Provided material -
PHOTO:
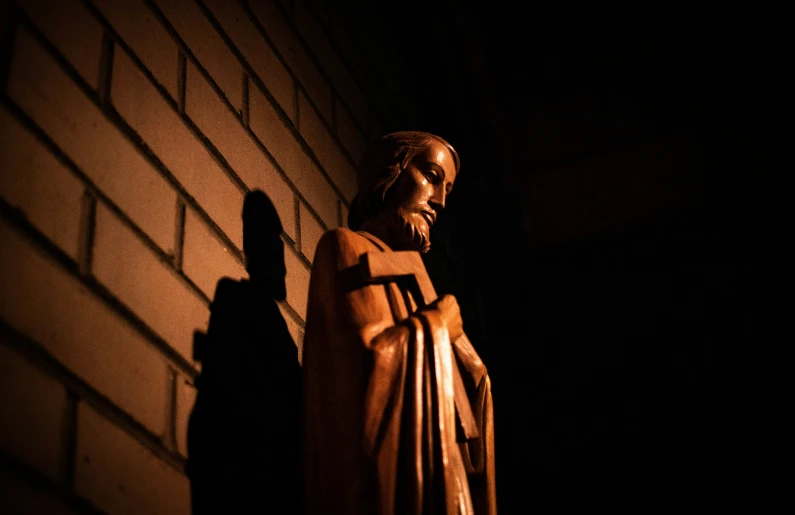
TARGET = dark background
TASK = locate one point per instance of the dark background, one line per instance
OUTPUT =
(610, 239)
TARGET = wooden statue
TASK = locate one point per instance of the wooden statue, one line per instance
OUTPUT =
(397, 403)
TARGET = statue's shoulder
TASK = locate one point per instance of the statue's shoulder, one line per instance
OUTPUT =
(344, 242)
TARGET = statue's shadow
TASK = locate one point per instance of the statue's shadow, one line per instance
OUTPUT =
(244, 432)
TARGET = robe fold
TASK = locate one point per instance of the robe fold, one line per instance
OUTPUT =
(382, 429)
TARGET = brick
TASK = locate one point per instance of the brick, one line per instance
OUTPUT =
(32, 408)
(138, 27)
(311, 231)
(57, 311)
(119, 475)
(259, 54)
(23, 497)
(349, 133)
(186, 398)
(228, 135)
(34, 181)
(163, 130)
(205, 258)
(73, 30)
(271, 17)
(297, 281)
(330, 61)
(326, 149)
(149, 287)
(117, 168)
(300, 169)
(207, 45)
(296, 331)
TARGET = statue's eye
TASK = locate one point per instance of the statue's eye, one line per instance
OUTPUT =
(432, 176)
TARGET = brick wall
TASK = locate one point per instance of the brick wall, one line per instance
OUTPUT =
(131, 131)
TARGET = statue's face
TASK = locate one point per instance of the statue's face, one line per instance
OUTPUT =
(419, 196)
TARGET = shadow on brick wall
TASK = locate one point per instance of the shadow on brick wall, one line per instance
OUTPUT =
(244, 431)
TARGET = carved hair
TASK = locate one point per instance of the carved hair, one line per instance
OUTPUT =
(381, 165)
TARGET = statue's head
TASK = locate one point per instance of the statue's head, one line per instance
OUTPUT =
(404, 180)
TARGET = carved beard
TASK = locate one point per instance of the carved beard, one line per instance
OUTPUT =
(407, 233)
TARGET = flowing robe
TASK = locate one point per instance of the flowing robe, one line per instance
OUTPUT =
(382, 430)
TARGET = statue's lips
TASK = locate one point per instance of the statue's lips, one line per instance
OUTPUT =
(431, 217)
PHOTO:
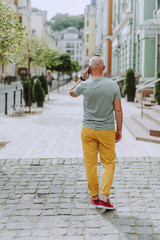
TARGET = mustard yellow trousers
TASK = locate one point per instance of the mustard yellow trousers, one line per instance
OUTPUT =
(102, 141)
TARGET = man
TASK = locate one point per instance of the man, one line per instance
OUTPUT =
(101, 98)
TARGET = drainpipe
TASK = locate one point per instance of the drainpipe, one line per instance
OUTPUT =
(156, 47)
(133, 26)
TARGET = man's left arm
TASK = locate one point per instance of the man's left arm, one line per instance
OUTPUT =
(84, 77)
(71, 92)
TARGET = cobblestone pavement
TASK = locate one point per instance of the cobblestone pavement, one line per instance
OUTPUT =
(46, 199)
(43, 188)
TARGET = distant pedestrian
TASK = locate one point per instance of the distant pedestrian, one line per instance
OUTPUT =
(49, 78)
(101, 99)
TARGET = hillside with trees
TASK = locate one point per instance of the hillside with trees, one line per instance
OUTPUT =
(63, 21)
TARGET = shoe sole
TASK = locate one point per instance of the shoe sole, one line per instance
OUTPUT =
(96, 206)
(107, 208)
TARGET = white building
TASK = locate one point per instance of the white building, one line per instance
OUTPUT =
(40, 29)
(136, 37)
(70, 41)
(103, 33)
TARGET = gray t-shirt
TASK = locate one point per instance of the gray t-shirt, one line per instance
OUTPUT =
(99, 94)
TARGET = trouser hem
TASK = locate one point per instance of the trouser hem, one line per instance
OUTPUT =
(93, 193)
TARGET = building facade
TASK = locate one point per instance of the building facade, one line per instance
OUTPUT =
(136, 37)
(70, 41)
(41, 29)
(89, 32)
(23, 10)
(104, 32)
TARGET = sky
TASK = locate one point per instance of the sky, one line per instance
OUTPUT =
(72, 7)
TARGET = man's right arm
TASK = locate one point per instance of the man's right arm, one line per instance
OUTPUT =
(119, 118)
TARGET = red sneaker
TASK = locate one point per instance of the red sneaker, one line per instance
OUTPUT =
(95, 203)
(105, 205)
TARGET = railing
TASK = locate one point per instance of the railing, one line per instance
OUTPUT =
(142, 89)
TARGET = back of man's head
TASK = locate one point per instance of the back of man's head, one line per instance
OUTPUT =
(96, 62)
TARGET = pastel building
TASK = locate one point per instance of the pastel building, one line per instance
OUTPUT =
(70, 41)
(136, 37)
(89, 32)
(23, 10)
(103, 33)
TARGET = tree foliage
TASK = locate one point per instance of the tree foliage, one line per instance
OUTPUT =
(63, 21)
(157, 89)
(39, 93)
(129, 83)
(11, 33)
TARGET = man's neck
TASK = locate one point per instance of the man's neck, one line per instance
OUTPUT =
(97, 75)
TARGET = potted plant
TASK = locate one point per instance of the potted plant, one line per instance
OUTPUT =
(44, 83)
(130, 85)
(39, 93)
(157, 89)
(26, 91)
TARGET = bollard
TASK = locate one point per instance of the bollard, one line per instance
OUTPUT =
(6, 100)
(14, 98)
(21, 97)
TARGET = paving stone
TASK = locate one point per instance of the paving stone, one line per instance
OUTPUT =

Your objective - Each entry gets copied exactly; the pictures stay out.

Response to this task -
PHOTO:
TARGET = dark background
TASK = locate one point per instance of the dark background, one line per instance
OUTPUT =
(610, 239)
TARGET = wooden statue
TASK = locate one point per instance of the wooden statue, one line per instance
OUTPUT =
(397, 403)
TARGET = statue's shoulder
TASK = locate one point per instance of the statue's shoulder, one line per instance
OUTPUT =
(344, 242)
TARGET = statue's shadow
TASK = locate one point per instance of the statue's shadow, one line per instance
OUTPUT =
(244, 432)
TARGET = robe fold
TASK = locate one point per instance of the robe fold, one line per instance
OUTPUT =
(382, 429)
TARGET = brick
TASK = locate one point per instance of the brick, one line per instance
OUTPUT =
(32, 408)
(138, 27)
(311, 231)
(57, 311)
(119, 475)
(259, 54)
(23, 497)
(349, 133)
(186, 398)
(228, 135)
(34, 181)
(163, 130)
(205, 258)
(73, 30)
(271, 17)
(297, 281)
(330, 61)
(326, 149)
(149, 287)
(117, 168)
(300, 169)
(207, 45)
(296, 331)
TARGET = statue's eye
TASK = locate one point per instance of the statue's eye, one line per instance
OUTPUT =
(432, 176)
TARGET = brick wall
TASK = locate one point per instance of the brick wall, one line per instance
OUTPUT =
(131, 131)
TARGET = statue's face
TASK = locate one point per instance of the statue's face, one line per instance
OUTPUT =
(419, 196)
TARGET = shadow on brick wall
TASK = locate one point per instance of the shadow on brick wall, one line per instance
OUTPUT =
(244, 431)
TARGET = carved hair
TASK = locate one point per instance of the carved hair, one line per instance
OUTPUT =
(381, 165)
TARGET = statue's head
TASK = locate one point per instance of the statue's head, one line per instance
OUTPUT =
(404, 180)
TARGET = carved beard
TASK = locate one point per instance of the carved beard, one line per instance
OUTPUT =
(407, 233)
TARGET = flowing robe
TASK = locate one point per instance of the flowing robe, one line per instance
OUTPUT =
(382, 430)
TARGET = statue's lips
TASK = locate one point per instance of the statue's lips, one line per instance
OUTPUT =
(431, 217)
PHOTO:
TARGET = mustard yellow trousers
TASK = locate one point per instance of the mustard yellow trousers, one line per instance
OUTPUT =
(102, 141)
TARGET = man
TASK = locate one point per instance of the man, one line per instance
OUTPUT =
(101, 98)
TARGET = drainpipe
TASK = locate one point per instance of the drainpipe, one line per instance
OUTPUT =
(156, 47)
(133, 26)
TARGET = man's left arm
TASK = locate one point per instance of the man's left arm, one line per instance
OUTPUT =
(84, 77)
(71, 92)
TARGET = cobblestone pavement
TASK = locate one point per instance of the cobblestone pavement, one line per instance
OUTPUT =
(46, 199)
(43, 188)
TARGET = distant pedestrian
TASK = locate one point per instance of the distant pedestrian, one line per instance
OUTPUT =
(49, 78)
(101, 99)
TARGET = hillside with trees
TASK = locate one point per instance of the hillside with trees, one line per instance
OUTPUT =
(63, 21)
TARGET = shoe sole
TASK = locate one point per instance of the shoe sole, one line per instance
OUTPUT =
(96, 206)
(107, 208)
TARGET = white building
TASK = locate one point per instance of the white building, one line per instance
OUTPUT =
(40, 29)
(136, 37)
(70, 41)
(103, 33)
TARGET = gray t-shirt
TASK = locate one point per instance of the gray t-shirt, one line per instance
OUTPUT =
(99, 94)
TARGET = trouser hem
TASK = locate one point per instance of the trouser hem, one line per instance
OUTPUT =
(93, 193)
TARGET = building facade
TASK = locate one point per instance of the building facade, one line per instance
OUTPUT =
(136, 37)
(70, 41)
(41, 29)
(89, 32)
(23, 10)
(104, 32)
TARGET = sky
TASK = locate one point per instance of the sky, one line per instance
OUTPUT =
(72, 7)
TARGET = man's right arm
TASK = locate one point per instance of the man's right arm, one line per instance
OUTPUT =
(119, 118)
TARGET = red sneaker
TASK = locate one point per instance of the red sneaker, one line per instance
OUTPUT =
(95, 203)
(105, 205)
TARGET = railing
TASK = locate one point per instance of the railing, one line per instance
OUTPUT =
(142, 89)
TARGET = back of man's head
TASK = locate one point per instance of the back of man's head, one line per instance
OUTPUT =
(96, 62)
TARGET = pastel building
TASK = locate one point per instance of the pastel building, one line per instance
OUTPUT =
(70, 41)
(136, 37)
(89, 32)
(23, 10)
(103, 33)
TARGET = tree foliage
TASK = locate one point per instance of the tree foliage, one line per instance
OUTPUT =
(63, 21)
(157, 89)
(39, 93)
(129, 83)
(11, 33)
TARGET = man's neck
TASK = locate one point per instance of the man's neck, one line per instance
OUTPUT =
(97, 75)
TARGET = potted plant
TASK = locate one point per instance of the potted plant, one line per instance
OUTPUT =
(44, 83)
(130, 85)
(39, 93)
(157, 89)
(26, 91)
TARGET = bollard
TASK = locate one point per instance of the bollard, one line per instance
OUTPUT =
(6, 100)
(14, 98)
(21, 97)
TARGET = paving stone
TASK = locate one point per instance of the paving stone, one line per instance
OUTPUT =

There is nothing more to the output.